══ Teks Kutipan ══

Bilyet Giro merupakan surat perintah nasabah yang telah distandarkan
atau dibakukan
bentuknya, kepada bank penyimpan dana untuk memindahbukukan sejumlah dana dari rekening yang bersangkutan kepada pihak penerima yang disebutkan namanya di bilyet giro pada bank yang sama atau bank lain. Jadi pembayaran bilyet giro tidak dapat dilakukan dengan uang tunai, melainkan dengan pemindahbukuan atau transfer antar rekening. Dengan demikian, pembayaran bilyet giro adalah pembayaran dengan pemindahbukuan (booking transfer) dan bukan dengan uang tunai (Abdulkadir, 1998:177).
Disamping itu peranan bank sangat dibutuhkan dalam transaksi perbankan khususnya peranan teknis administrasi dari bank mengenai pemindahbukuan suatu jumlah tertentu dari rekening giro yang berhutang pada rekening giro penagih hutang, pada bank yang sama atau bank yang berlainan. Penerbit harus memiliki rekening giro pada suatu bank dan penerima bilyet giro juga
harus memiliki rekening giro pada bank yang sama atau bank yang berlainan. Jadi, dalam transaksi yang menggunakan bilyet giro melibatkan para pihak, yaitu: a. penerbit, adalah nasabah yang memerintahkan pemindahbukuan sejumlah dana atas beban rekeningnya; b. penerima, adalah nasabah yang memperoleh pemindahbukuan dana sebagaimana diperintahkan oleh penerbit kepada tertarik; c. tertarik, adalah bank yang menerima perintah pemindahbukuan; d. bank penerima, adalah bank yang menatausahakan rekening pemegang.

═══
══ Data Tersedia ══

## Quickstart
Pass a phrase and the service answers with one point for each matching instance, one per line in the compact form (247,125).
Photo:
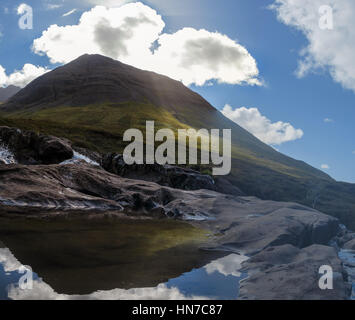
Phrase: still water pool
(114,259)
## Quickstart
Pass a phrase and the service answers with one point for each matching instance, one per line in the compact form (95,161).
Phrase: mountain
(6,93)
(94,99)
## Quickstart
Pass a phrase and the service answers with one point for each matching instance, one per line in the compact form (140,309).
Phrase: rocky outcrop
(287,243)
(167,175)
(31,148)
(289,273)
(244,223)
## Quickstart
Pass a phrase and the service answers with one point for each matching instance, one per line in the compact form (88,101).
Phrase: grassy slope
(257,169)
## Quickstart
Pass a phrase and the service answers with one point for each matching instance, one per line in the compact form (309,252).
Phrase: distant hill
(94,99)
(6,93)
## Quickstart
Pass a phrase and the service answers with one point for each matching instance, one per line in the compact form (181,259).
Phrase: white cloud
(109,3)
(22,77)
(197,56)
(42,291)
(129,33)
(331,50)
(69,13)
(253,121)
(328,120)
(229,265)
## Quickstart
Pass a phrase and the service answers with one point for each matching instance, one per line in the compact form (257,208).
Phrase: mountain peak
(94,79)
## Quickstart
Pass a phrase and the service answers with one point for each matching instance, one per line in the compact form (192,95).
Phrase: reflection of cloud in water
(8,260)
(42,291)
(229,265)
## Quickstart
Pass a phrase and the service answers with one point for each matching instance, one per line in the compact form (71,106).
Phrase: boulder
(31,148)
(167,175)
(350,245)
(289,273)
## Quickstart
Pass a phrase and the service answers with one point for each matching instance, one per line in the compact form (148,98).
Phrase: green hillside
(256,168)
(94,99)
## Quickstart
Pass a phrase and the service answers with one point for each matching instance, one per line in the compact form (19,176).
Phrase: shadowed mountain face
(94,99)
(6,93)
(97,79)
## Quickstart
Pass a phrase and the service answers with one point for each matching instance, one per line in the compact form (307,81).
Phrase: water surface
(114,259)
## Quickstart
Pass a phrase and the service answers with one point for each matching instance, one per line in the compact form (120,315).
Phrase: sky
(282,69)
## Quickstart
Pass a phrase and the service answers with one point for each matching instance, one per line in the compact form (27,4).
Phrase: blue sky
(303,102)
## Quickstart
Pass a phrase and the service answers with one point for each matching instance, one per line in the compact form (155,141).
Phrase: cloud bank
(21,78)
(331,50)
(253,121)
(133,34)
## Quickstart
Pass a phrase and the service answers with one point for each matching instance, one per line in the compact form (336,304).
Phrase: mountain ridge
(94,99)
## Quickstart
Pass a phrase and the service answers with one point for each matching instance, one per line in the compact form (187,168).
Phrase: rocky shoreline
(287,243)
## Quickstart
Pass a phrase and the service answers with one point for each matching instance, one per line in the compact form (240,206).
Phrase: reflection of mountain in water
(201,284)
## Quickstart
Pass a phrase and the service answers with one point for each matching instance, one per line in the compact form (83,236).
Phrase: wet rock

═══

Kumpulan Latihan:
1: Jawablah pertanyaan berikut berdasarkan teks tentang bilyet giro.
(a) Dengan cara apa pembayaran bilyet giro dilakukan?
(b) Siapa yang disebut penerbit?
(c) Apa yang dimaksud dengan tertarik?
2: Tuliskan kembali bagian teks tentang bilyet giro tanpa perubahan, dimulai dari "Disamping itu peranan" dan diakhiri dengan "menatausahakan rekening pemegang.".
Catatan tersebut merupakan bahan yang terpisah dari teks.

Pembahasan Jawaban:
1:
(a) Pembayaran bilyet giro dilakukan dengan pemindahbukuan atau transfer antar rekening, bukan dengan uang tunai.
(b) Penerbit adalah nasabah yang memerintahkan pemindahbukuan sejumlah dana atas beban rekeningnya.
(c) Tertarik adalah bank yang menerima perintah pemindahbukuan.

2:
Disamping itu peranan bank sangat dibutuhkan dalam transaksi perbankan khususnya peranan teknis administrasi dari bank mengenai pemindahbukuan suatu jumlah tertentu dari rekening giro yang berhutang pada rekening giro penagih hutang, pada bank yang sama atau bank yang berlainan. Penerbit harus memiliki rekening giro pada suatu bank dan penerima bilyet giro juga
harus memiliki rekening giro pada bank yang sama atau bank yang berlainan. Jadi, dalam transaksi yang menggunakan bilyet giro melibatkan para pihak, yaitu: a. penerbit, adalah nasabah yang memerintahkan pemindahbukuan sejumlah dana atas beban rekeningnya; b. penerima, adalah nasabah yang memperoleh pemindahbukuan dana sebagaimana diperintahkan oleh penerbit kepada tertarik; c. tertarik, adalah bank yang menerima perintah pemindahbukuan; d. bank penerima, adalah bank yang menatausahakan rekening pemegang.